>> BEGIN Selected text

Last month market the launch of the Kanban Accreditation scheme. Let’s give our view including why we have chosen to engage ourselves as members of the advisory board.
Why the Kanban accreditation scheme?
Kanban is a word that needs meaning. So what meaning do we want people to connect with the word? This matters (to us..) . Stumbling upon about kanban classes declaring it will help you “resource optimize” it makes me think there is a need. (To any unfamiliar reader.. kanban helps you improve flow, quite a different thing..)
Any accredited class will contain some core messages that we care to share. The best way we could think of to make sure that messages is good was to engage ourselves in the process 🙂
So what matters to us?
Apart from quality training, it’s important that the process through which you can become kanban accredited is not a closed one. We want to avoid any veto mechanism through which single members can isolate their market. We also want continuously engage good trainers that helps us evolve our view of the world. That fact that are two other Swedish member companies already today is one indication of healthy competition.

>> END Selected text
>> BEGIN Material provided

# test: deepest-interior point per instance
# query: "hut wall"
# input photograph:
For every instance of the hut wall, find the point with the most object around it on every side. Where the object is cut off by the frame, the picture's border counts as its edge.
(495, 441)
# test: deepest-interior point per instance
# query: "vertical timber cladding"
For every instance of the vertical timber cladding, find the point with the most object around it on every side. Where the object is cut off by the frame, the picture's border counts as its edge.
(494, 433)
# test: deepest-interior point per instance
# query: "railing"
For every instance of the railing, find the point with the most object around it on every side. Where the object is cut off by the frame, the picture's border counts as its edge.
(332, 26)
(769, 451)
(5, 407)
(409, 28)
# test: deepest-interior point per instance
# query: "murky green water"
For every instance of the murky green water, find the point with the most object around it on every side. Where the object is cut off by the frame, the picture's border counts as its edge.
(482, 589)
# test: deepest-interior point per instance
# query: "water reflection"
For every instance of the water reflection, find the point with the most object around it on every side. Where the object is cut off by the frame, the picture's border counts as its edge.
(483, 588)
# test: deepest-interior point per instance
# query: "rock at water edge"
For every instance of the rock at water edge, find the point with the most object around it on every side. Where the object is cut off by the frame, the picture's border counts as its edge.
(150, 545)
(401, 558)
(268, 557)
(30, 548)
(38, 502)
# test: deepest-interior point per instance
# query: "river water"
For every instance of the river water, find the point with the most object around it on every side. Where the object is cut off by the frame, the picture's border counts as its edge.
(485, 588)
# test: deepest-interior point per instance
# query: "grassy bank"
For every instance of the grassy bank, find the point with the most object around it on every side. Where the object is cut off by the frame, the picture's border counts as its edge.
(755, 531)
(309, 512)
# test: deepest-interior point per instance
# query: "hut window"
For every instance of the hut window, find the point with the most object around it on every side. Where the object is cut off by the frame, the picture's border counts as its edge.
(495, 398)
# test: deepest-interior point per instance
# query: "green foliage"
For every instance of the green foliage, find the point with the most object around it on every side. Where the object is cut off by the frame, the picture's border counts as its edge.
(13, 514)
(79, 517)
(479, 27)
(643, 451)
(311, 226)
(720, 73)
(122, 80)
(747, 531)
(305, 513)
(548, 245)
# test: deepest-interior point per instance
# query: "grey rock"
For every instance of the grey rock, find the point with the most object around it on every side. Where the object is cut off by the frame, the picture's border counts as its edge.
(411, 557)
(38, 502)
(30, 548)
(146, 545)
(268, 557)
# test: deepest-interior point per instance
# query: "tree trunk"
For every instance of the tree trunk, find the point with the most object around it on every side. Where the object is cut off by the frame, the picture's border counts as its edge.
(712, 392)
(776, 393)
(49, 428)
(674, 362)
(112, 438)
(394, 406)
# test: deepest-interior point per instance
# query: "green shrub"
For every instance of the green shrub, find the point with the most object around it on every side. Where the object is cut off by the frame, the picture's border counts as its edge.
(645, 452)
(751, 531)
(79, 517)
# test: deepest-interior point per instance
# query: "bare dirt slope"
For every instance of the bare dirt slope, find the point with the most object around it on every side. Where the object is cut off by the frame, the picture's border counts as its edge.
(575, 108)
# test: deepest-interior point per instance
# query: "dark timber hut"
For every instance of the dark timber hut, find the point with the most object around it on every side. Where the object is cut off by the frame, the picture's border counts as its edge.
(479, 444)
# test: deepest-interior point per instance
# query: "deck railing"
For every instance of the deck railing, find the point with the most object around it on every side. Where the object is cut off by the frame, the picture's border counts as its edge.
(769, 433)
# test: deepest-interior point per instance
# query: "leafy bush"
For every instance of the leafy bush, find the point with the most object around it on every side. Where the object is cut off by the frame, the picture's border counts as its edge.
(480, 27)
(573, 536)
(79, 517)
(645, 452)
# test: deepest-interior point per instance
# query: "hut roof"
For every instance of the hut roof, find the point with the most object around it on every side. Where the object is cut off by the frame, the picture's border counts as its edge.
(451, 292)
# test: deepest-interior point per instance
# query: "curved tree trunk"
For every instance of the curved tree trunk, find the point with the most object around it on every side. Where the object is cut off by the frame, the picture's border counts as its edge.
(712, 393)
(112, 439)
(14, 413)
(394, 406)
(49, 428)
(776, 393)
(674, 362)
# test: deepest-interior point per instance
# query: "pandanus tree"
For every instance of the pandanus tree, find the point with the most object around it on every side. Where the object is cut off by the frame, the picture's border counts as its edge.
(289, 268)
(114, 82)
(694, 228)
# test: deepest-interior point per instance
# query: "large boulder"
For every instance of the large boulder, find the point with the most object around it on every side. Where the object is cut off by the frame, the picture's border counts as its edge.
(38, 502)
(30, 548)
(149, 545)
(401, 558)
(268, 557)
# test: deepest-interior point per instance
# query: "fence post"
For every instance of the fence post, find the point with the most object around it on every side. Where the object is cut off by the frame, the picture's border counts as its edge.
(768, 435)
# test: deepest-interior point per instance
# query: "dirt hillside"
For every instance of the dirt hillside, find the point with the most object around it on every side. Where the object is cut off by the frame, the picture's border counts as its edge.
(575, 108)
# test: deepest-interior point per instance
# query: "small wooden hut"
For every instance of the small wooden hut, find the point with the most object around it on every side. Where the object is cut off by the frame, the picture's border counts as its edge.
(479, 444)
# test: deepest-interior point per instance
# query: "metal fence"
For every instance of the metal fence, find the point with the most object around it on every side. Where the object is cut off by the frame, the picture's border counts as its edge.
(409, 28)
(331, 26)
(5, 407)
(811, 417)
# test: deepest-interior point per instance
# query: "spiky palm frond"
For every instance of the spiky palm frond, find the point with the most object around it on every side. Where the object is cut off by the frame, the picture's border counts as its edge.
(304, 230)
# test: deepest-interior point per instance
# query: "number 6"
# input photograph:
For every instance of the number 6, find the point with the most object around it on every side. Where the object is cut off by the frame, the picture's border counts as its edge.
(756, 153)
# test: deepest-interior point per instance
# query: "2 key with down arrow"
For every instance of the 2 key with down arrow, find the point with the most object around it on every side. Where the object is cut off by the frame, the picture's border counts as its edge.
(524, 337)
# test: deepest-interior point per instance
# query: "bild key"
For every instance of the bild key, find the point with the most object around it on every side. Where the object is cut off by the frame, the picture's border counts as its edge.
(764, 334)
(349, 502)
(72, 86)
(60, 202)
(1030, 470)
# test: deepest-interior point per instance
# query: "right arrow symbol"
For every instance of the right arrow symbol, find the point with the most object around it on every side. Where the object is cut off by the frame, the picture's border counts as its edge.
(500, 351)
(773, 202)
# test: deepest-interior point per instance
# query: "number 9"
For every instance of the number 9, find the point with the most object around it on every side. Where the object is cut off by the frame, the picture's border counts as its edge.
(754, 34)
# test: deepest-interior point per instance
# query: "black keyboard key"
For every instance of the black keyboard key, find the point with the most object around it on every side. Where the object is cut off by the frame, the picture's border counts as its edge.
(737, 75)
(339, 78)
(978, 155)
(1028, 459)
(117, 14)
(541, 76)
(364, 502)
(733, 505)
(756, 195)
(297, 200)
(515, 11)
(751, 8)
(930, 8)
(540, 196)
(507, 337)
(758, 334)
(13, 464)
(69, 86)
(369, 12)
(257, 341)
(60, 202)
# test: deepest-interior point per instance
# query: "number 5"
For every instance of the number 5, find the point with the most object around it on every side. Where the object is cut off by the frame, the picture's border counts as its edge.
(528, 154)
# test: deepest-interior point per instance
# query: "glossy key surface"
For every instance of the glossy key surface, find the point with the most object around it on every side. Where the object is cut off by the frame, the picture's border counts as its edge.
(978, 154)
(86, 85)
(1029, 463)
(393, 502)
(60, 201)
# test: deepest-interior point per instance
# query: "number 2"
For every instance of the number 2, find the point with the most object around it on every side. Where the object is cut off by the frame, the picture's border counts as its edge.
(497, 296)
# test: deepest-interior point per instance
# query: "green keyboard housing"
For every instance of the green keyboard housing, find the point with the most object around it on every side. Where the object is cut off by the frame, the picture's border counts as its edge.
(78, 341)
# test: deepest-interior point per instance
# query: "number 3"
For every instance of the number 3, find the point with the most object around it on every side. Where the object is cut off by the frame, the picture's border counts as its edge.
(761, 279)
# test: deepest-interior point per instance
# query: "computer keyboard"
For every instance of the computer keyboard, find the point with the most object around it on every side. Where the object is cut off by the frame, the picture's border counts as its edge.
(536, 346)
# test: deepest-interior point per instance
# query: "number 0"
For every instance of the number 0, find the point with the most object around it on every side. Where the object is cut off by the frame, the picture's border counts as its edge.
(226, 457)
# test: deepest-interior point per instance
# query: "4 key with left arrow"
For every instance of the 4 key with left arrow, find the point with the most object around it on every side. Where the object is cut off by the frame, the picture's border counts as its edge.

>> END Material provided

** What needs to be done **
In the text about the Kanban accreditation scheme, what does kanban help you improve?

** Output below **
Flow.